Ir a Marte?

IR A MARTE?
Miguel Carqueija

Atualmente volta-se a falar na fantasmagórica expedição ao planeta Marte (o planeta vermelho). O pior é que tem gente que acredita, e isso não é de hoje.
Acontece que já se fala nisso desde o milênio passado, não como uma idéia de ficção ou um projeto para o futuro, mas como algo que já estaria iminente. Lembro de terem me falado — isso lá mais ou menos em 1990 — que já haveria um brasileiro na NASA querendo ir nessa expedição. E eu nunca acreditei nisso.
Antes que me acusem de ser reacionário, retrógrado, negacionista ou lá o que seja, lembro que sou leitor e escritor de ficção científica, amo a Astronomia e também a Astronáutica. Com 14 ou 15 anos li um verdadeiro manual de Astronáutica, “A exploração do espaço” do Arthur C. Clarke, obra escrita pelo início da década de 50 e apresenta excelentes parâmetros para a então ainda futura exploração espacial.
Ora bem, muita informação desse grande livro, que li e reli várias vezes ao longo da vida, continua válida.
Como se pode falar em viagem a Marte se nem sequer iniciamos a colonização da Lua? Se não existe espaçoporto na Lua? Se nem sequer temos uma verdadeira estação espacial nos moldes apontados por Clarke?

◇ ◇ ◇ ◇

• TAREFAS A REALIZAR
1. Segundo o texto sobre a viagem a Marte, que livro de Arthur C. Clarke o autor leu com 14 ou 15 anos?
2. Dê sequência ao texto sobre a viagem a Marte a partir do ponto em que ele para.

◇ ◇ ◇ ◇

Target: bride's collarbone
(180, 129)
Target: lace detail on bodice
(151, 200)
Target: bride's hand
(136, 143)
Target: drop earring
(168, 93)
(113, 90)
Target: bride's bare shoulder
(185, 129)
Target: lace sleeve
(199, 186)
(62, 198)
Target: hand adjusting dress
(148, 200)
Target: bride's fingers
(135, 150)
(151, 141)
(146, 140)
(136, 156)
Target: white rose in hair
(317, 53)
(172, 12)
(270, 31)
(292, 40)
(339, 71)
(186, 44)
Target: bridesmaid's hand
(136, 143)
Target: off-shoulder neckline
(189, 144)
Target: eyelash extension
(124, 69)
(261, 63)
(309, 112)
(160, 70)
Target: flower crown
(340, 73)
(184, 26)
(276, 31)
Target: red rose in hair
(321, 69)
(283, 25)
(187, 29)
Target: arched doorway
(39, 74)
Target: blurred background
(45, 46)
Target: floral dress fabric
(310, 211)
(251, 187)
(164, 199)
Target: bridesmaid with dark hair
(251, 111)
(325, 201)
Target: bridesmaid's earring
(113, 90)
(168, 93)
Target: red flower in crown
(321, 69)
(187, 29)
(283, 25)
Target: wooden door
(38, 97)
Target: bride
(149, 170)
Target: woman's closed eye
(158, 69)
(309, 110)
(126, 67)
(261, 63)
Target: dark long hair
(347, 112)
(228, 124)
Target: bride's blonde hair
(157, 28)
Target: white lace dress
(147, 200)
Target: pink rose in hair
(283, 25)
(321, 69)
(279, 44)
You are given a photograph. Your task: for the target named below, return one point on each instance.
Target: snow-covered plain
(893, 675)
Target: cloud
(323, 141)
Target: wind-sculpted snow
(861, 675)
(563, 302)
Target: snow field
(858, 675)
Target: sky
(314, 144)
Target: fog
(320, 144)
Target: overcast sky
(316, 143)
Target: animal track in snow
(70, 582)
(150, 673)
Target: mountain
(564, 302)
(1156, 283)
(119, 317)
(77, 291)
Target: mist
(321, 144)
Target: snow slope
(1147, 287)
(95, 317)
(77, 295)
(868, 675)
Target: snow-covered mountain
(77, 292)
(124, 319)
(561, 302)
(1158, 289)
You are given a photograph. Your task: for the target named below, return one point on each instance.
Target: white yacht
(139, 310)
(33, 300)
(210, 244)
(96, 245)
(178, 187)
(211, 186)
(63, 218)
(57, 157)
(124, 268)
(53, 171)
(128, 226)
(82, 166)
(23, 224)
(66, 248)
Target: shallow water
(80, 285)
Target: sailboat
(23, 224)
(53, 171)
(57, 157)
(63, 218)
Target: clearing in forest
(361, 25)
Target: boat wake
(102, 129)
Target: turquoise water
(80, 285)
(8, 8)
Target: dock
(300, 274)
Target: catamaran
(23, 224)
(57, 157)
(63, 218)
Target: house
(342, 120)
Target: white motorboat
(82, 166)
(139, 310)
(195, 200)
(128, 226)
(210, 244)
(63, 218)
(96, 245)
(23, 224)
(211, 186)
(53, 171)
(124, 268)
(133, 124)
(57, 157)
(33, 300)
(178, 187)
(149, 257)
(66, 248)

◇ ◇ ◇ ◇

• RESPOSTAS
1. “A exploração do espaço”.

2.
Vamos refletir o seguinte: desde 1972 (é tempo demais) não surge nova expedição à Lua. E a Lua está em média a uns 384.000 quilômetros da Terra. Marte fica a mais de 50 milhões de quilômetros e pode se afastar bem mais do que isso. Não há comparação entre as duas distâncias.
Teria de haver uma colônia no espaço à volta da Terra, ou seja, uma base orbital, que serviria de início para uma viagem espacial de longo percurso, sem o empecilho da pesada gravidade terrestre. Uma base na Lua também serviria. Mas não existe até hoje base na Lua, onde teria de haver população permanente e os recursos necessários de auto-suficiência até onde for possível.
Que me desculpem os entusiastas dessa viagem a Marte. Mas o fato é que nas condições tecnológicas atuais se esta expedição tresloucada ocorrer será para não voltar. Quem for vai morrer por lá ou no caminho. Aliás em Marte a atmosfera não é respirável, não esqueçam.
Antigamente era comum em romances, contos e filmes de ficção científica a figura do cientista maluco que construía uma nave espacial no seu quintal ou na oficina, não se sabe com que recursos financeiros, e de lá partia para uma viagem à Lua, a Marte, a Vênus, não se sabe com que combustíveis. Ou com algum combustível imaginário e maravilhoso. É o que acontece em “Perdidos na estratosfera”, de A.M. Law, autor inglês (que ainda por cima confunde espaço sideral com estratosfera), e em muitas outras histórias, inclusive “Aélita”, do russo Alexei Tolstoi, parente distante do célebre Leon Tolstoi. Mesmo em tempos mais recentes coisas desse tipo acontecem em histórias em quadrinhos, como as do Professor Pardal. Mas puxa, vamos pensar em termos de realidade! A navegação espacial, ainda mais de longa distância, requer vastos recursos humanos e financeiros, além de insumos específicos de tecnologia, combustível e substâncias utilizadas na fabricação das naves.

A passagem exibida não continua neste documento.